- **WHAT TO PRODUCE**:
How many lines in the items below contain the word "skyscraper"? Reply with the number alone.

- **Lines of data**:

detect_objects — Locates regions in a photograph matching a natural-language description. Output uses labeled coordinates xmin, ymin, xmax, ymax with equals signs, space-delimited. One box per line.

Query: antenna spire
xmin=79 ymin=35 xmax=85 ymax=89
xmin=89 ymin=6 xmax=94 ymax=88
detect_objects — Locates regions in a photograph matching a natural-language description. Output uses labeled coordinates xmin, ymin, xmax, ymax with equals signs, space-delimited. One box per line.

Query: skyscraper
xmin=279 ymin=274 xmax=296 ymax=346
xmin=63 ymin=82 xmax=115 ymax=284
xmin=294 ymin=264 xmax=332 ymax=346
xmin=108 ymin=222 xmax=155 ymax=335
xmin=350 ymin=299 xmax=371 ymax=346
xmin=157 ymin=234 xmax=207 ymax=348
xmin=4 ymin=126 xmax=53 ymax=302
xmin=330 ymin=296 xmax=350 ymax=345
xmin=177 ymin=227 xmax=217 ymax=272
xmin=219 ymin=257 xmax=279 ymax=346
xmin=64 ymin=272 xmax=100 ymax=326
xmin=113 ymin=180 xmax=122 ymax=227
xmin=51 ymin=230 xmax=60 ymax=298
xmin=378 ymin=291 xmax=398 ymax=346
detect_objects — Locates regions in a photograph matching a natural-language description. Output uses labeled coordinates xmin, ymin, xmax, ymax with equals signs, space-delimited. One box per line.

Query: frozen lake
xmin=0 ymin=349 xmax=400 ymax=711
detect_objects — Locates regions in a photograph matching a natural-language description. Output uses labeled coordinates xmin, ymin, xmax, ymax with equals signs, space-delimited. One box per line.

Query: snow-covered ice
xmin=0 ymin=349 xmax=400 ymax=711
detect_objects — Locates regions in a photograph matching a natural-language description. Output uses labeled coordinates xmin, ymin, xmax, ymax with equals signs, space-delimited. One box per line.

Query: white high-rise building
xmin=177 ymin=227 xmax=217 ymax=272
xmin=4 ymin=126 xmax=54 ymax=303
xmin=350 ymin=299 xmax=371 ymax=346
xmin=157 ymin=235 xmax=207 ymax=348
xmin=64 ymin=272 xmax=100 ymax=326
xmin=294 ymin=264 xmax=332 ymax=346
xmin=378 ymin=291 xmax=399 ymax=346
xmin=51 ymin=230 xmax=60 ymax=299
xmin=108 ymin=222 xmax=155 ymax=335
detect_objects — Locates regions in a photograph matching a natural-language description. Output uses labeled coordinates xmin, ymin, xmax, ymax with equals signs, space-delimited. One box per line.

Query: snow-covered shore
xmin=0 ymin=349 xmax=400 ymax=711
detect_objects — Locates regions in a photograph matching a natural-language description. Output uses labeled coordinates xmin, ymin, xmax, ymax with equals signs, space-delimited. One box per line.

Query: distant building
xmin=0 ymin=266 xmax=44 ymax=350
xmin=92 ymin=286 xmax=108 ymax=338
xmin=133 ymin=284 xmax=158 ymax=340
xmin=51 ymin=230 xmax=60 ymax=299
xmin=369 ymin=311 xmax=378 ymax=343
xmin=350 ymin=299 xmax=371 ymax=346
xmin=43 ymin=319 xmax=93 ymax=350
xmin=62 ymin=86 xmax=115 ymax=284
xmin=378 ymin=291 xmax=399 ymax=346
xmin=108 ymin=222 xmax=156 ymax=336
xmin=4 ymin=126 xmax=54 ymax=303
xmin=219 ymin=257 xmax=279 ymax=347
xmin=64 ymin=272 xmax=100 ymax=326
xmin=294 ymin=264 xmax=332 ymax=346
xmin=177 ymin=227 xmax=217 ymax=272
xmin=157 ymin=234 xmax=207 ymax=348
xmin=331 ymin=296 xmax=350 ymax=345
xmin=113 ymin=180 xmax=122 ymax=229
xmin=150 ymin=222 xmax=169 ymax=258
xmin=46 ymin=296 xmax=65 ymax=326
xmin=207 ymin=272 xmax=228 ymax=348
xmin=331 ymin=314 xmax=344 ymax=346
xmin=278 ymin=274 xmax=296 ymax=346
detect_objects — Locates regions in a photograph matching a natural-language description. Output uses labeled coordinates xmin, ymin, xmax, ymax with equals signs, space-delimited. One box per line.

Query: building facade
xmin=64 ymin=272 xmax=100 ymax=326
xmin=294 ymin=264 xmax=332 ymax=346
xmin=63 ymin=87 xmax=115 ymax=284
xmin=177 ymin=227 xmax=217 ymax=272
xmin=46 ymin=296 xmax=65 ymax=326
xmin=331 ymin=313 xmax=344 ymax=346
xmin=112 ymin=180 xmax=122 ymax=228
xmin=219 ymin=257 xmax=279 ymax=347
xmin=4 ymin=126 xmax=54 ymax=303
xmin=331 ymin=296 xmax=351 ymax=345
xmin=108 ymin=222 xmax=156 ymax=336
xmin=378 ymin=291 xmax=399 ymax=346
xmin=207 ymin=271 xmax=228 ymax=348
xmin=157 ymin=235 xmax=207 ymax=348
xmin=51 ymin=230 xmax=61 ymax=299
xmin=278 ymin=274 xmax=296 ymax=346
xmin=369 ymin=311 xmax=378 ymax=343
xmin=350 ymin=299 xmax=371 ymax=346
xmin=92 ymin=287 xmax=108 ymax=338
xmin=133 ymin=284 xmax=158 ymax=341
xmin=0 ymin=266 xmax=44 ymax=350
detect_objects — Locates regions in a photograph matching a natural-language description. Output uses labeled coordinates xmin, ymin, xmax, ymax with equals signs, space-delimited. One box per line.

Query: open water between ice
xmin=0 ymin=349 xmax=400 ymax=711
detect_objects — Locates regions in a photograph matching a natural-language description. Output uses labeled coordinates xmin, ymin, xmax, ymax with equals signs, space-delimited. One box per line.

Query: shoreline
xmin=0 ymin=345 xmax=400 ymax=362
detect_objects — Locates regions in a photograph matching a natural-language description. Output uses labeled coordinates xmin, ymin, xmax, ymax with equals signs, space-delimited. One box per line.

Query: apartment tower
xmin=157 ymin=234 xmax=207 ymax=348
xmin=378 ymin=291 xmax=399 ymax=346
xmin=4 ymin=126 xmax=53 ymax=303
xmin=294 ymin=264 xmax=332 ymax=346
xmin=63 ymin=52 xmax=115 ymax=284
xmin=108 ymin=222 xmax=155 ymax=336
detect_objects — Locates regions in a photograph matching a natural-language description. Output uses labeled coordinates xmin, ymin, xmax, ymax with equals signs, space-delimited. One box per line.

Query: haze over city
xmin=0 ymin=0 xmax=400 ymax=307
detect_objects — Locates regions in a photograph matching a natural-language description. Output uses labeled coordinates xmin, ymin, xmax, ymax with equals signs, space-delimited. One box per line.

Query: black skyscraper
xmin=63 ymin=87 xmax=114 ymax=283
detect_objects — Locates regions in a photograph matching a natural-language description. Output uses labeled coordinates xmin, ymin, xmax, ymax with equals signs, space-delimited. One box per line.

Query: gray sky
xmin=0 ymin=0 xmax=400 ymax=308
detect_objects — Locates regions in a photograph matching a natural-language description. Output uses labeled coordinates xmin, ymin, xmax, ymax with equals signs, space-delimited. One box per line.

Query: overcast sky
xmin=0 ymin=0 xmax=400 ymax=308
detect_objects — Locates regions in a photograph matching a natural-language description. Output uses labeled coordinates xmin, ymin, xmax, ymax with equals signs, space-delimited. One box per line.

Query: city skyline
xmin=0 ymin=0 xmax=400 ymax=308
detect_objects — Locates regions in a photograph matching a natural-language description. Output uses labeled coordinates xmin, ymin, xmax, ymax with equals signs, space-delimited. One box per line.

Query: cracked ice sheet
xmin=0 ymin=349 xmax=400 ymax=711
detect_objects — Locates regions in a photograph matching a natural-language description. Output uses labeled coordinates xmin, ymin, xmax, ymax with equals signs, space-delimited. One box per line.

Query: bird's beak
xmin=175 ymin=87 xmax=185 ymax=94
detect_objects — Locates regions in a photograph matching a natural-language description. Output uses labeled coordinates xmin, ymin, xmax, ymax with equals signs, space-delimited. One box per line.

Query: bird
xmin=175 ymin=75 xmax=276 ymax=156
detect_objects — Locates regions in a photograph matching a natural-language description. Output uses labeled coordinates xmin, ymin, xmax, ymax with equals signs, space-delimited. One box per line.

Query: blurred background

- **RESPONSE TO THIS TASK**:
2